Content starts

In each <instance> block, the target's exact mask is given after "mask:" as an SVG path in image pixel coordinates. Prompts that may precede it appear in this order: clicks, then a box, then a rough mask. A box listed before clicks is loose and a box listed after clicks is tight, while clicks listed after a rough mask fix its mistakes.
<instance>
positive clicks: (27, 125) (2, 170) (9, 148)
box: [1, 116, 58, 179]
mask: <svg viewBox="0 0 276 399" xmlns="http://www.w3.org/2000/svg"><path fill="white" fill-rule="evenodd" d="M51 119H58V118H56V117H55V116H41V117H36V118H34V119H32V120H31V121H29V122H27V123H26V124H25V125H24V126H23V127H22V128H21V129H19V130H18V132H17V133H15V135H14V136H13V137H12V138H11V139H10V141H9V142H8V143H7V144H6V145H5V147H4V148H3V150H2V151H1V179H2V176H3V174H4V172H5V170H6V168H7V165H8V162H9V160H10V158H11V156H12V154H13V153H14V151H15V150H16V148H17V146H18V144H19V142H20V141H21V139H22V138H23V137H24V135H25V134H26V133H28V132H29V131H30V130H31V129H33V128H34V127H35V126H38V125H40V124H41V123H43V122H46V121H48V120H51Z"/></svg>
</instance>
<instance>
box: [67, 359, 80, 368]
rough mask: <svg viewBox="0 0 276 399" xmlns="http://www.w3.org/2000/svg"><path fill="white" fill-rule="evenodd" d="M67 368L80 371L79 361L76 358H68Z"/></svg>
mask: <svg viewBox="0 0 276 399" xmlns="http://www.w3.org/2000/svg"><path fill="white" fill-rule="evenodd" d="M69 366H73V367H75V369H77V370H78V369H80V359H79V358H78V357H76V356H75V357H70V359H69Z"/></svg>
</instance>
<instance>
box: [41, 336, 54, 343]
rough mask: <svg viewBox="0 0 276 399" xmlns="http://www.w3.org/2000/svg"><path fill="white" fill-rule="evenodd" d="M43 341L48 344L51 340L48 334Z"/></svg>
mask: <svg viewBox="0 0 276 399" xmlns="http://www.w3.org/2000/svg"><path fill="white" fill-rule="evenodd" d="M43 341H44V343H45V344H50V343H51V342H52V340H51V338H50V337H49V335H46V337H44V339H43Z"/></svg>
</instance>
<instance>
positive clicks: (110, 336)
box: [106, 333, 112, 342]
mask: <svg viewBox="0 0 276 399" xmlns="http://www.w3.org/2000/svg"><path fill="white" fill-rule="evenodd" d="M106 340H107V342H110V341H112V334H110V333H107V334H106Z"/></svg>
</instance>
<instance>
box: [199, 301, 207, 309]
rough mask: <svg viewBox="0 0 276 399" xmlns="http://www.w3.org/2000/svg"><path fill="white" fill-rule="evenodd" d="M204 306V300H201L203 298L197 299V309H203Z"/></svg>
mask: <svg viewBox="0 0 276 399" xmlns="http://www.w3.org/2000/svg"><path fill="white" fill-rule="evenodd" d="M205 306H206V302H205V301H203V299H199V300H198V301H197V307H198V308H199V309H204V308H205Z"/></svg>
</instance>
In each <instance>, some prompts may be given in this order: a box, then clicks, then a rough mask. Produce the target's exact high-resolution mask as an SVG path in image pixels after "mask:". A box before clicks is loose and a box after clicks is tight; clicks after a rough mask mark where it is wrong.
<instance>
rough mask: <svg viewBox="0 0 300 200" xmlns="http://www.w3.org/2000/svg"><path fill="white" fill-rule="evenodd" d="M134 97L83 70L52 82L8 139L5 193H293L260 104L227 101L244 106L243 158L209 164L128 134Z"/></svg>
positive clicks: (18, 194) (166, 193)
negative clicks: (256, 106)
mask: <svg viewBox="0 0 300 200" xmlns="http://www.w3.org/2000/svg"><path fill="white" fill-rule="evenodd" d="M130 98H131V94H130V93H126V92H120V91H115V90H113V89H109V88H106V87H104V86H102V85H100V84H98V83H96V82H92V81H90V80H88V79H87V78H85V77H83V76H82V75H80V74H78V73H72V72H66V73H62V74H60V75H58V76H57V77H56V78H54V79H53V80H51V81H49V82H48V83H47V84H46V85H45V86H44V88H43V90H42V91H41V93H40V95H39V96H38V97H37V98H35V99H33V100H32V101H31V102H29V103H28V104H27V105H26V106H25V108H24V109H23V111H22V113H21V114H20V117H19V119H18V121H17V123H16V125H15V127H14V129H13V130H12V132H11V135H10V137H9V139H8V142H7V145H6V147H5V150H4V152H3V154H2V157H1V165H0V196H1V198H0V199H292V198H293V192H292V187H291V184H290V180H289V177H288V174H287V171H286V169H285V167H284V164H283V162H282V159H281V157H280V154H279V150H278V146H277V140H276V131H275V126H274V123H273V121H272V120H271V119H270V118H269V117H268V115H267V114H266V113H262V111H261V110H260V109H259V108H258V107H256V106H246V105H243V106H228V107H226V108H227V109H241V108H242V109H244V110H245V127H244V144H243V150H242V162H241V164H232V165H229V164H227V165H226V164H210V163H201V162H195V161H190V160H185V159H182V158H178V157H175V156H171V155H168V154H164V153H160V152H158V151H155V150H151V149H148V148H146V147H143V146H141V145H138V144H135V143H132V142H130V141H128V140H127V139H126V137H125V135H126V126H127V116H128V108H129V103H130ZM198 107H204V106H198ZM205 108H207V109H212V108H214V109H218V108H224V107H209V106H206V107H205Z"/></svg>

Content ends

§ WORK REQUIRED
Reproduce all of the material above, line for line, with no changes.

§ RESPONSE BELOW
In each <instance> block, the target's exact mask is given after "mask:" as an SVG path in image pixel coordinates. Prompts that may precede it appear in this order: clicks, then a box, then a rough mask. A box listed before clicks is loose and a box listed after clicks is tight, while clicks listed after a rough mask fix its mistakes.
<instance>
positive clicks: (27, 125) (2, 170) (9, 148)
box: [1, 116, 58, 179]
mask: <svg viewBox="0 0 276 399" xmlns="http://www.w3.org/2000/svg"><path fill="white" fill-rule="evenodd" d="M51 119H58V118H56V117H55V116H41V117H36V118H34V119H32V120H31V121H29V122H27V123H26V124H25V125H24V126H23V127H22V128H21V129H19V130H18V132H17V133H15V135H14V136H13V137H12V138H11V139H10V141H9V142H8V143H7V144H6V145H5V147H4V148H3V150H2V151H1V179H2V176H3V174H4V172H5V170H6V168H7V165H8V162H9V160H10V158H11V156H12V154H13V153H14V151H15V150H16V148H17V146H18V144H19V142H20V141H21V139H22V138H23V137H24V135H25V134H26V133H28V132H29V131H30V130H31V129H33V128H34V127H35V126H38V125H40V124H41V123H43V122H46V121H48V120H51Z"/></svg>
</instance>
<instance>
box: [67, 359, 80, 368]
rough mask: <svg viewBox="0 0 276 399" xmlns="http://www.w3.org/2000/svg"><path fill="white" fill-rule="evenodd" d="M67 368L80 371L79 361L76 358H68Z"/></svg>
mask: <svg viewBox="0 0 276 399" xmlns="http://www.w3.org/2000/svg"><path fill="white" fill-rule="evenodd" d="M69 366H73V367H75V369H77V370H78V369H80V359H79V358H78V357H76V356H75V357H70V359H69Z"/></svg>
</instance>
<instance>
box: [41, 336, 54, 343]
rough mask: <svg viewBox="0 0 276 399" xmlns="http://www.w3.org/2000/svg"><path fill="white" fill-rule="evenodd" d="M43 341L48 344L51 340L48 334Z"/></svg>
mask: <svg viewBox="0 0 276 399" xmlns="http://www.w3.org/2000/svg"><path fill="white" fill-rule="evenodd" d="M43 341H44V343H45V344H50V343H51V342H52V340H51V338H50V337H49V335H46V337H44V339H43Z"/></svg>
</instance>
<instance>
positive clicks: (110, 336)
box: [106, 333, 112, 342]
mask: <svg viewBox="0 0 276 399" xmlns="http://www.w3.org/2000/svg"><path fill="white" fill-rule="evenodd" d="M106 340H107V342H110V341H112V334H110V333H107V334H106Z"/></svg>
</instance>
<instance>
box: [199, 301, 207, 309]
rough mask: <svg viewBox="0 0 276 399" xmlns="http://www.w3.org/2000/svg"><path fill="white" fill-rule="evenodd" d="M204 306V300H201L203 298L197 299V309H203Z"/></svg>
mask: <svg viewBox="0 0 276 399" xmlns="http://www.w3.org/2000/svg"><path fill="white" fill-rule="evenodd" d="M205 306H206V302H205V301H203V299H199V300H198V301H197V307H198V308H199V309H204V308H205Z"/></svg>
</instance>
In each <instance>, some prompts may be given in this order: a box, then clicks, then a rough mask. Produce the target's exact high-resolution mask as an SVG path in image pixels after "mask:". A box before clicks is loose and a box after clicks is tight; clicks after a rough mask mark where it is wrong.
<instance>
rough mask: <svg viewBox="0 0 300 200" xmlns="http://www.w3.org/2000/svg"><path fill="white" fill-rule="evenodd" d="M134 97L83 70L52 82L8 139L5 193H293L260 104L227 101L244 106L243 158L209 164L128 134Z"/></svg>
positive clicks: (18, 194) (166, 193)
negative clicks: (256, 106)
mask: <svg viewBox="0 0 300 200" xmlns="http://www.w3.org/2000/svg"><path fill="white" fill-rule="evenodd" d="M130 98H131V94H130V93H126V92H120V91H115V90H113V89H109V88H106V87H104V86H102V85H100V84H98V83H96V82H92V81H90V80H88V79H87V78H85V77H83V76H82V75H80V74H78V73H72V72H66V73H62V74H60V75H58V76H57V77H56V78H54V79H53V80H51V81H49V82H48V83H47V84H46V85H45V86H44V88H43V90H42V91H41V93H40V95H39V96H38V97H37V98H35V99H33V100H32V101H31V102H29V103H28V104H27V105H26V106H25V108H24V109H23V111H22V113H21V114H20V117H19V119H18V121H17V123H16V125H15V127H14V129H13V130H12V132H11V135H10V137H9V139H8V142H7V145H6V147H5V150H4V152H3V154H2V157H1V165H0V196H1V198H0V199H292V198H293V192H292V187H291V184H290V180H289V177H288V174H287V171H286V169H285V167H284V164H283V162H282V159H281V157H280V154H279V150H278V146H277V140H276V131H275V126H274V123H273V121H272V120H271V119H270V118H269V117H268V115H267V114H266V113H262V111H261V110H260V109H259V108H258V107H256V106H246V105H243V106H228V107H226V108H227V109H241V108H242V109H244V110H245V127H244V144H243V150H242V162H241V164H232V165H229V164H227V165H226V164H210V163H201V162H195V161H190V160H185V159H182V158H178V157H175V156H171V155H168V154H164V153H160V152H158V151H155V150H151V149H148V148H146V147H143V146H141V145H138V144H135V143H132V142H130V141H128V140H127V139H126V137H125V135H126V126H127V116H128V108H129V103H130ZM198 107H204V106H198ZM205 108H207V109H212V108H214V109H218V108H224V107H209V106H206V107H205Z"/></svg>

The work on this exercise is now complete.